→ **Your objective**
Return the lines of the records verbatim, starting at the beginning of the records and ending at the line containing "negative clicks: (220, 468)".

(Stored data)
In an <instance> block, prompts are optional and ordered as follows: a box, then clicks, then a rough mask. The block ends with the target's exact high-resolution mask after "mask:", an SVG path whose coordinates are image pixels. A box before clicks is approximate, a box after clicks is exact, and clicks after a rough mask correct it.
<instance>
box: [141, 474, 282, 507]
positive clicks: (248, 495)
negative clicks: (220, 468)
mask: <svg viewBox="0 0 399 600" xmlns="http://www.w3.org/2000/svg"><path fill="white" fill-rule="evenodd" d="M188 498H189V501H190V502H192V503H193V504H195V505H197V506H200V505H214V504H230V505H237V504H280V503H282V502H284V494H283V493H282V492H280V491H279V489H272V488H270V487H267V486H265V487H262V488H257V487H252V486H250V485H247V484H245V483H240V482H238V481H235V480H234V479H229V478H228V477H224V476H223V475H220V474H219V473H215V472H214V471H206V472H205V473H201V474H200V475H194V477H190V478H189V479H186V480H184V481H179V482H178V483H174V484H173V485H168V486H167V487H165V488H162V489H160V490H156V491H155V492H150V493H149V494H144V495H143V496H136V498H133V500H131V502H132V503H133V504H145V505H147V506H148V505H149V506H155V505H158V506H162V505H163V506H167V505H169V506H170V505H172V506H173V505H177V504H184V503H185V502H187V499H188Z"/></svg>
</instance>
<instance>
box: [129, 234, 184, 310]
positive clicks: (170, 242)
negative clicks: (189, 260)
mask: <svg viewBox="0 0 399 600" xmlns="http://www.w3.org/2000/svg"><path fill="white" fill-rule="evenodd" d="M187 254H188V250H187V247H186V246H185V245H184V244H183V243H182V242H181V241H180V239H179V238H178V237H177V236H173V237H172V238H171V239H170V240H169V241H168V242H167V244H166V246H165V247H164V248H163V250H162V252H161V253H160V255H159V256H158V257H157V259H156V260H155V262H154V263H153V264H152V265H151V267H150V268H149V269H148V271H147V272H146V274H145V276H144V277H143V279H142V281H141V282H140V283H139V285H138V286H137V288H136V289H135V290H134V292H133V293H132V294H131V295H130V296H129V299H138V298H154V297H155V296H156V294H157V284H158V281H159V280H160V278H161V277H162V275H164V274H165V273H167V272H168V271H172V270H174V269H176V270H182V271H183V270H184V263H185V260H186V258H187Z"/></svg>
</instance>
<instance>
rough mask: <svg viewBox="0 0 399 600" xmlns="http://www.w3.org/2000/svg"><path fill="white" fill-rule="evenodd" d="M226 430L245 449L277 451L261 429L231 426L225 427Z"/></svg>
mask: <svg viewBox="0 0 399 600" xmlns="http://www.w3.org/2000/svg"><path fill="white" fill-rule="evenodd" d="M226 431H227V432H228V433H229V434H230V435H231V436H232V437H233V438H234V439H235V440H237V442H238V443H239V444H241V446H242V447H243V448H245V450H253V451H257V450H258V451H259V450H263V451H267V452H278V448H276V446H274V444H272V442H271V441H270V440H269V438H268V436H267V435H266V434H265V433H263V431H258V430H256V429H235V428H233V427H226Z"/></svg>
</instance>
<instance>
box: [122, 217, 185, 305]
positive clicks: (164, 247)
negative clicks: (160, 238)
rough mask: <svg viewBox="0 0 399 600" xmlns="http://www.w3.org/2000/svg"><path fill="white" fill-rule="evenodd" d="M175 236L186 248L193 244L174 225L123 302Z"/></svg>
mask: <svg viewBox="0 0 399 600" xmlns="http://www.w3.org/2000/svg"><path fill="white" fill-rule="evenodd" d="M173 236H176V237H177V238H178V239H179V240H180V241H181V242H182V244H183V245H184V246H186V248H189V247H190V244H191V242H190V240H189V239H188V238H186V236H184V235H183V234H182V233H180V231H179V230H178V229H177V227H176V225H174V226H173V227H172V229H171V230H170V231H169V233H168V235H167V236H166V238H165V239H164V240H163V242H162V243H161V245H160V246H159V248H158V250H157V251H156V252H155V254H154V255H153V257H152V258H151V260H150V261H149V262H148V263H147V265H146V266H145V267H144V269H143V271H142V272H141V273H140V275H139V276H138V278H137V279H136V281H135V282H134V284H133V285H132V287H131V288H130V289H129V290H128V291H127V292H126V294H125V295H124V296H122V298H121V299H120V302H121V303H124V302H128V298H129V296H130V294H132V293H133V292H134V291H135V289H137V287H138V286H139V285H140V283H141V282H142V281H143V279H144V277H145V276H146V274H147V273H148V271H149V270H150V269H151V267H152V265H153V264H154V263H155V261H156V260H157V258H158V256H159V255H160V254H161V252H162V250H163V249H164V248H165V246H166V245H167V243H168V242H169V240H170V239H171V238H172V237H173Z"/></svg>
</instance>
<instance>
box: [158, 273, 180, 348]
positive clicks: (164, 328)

→ **Result of this task**
In an <instance> block, prompts are optional and ordered as follows: a box, then clicks, then a rough mask. The block ends with the target's exact high-resolution mask after "mask:", an SVG path whose coordinates are image pixels. A box before clicks is approximate, a box after clicks is exact, and clicks after a rough mask correct it.
<instance>
box: [141, 474, 282, 507]
positive clicks: (248, 495)
negative clicks: (220, 468)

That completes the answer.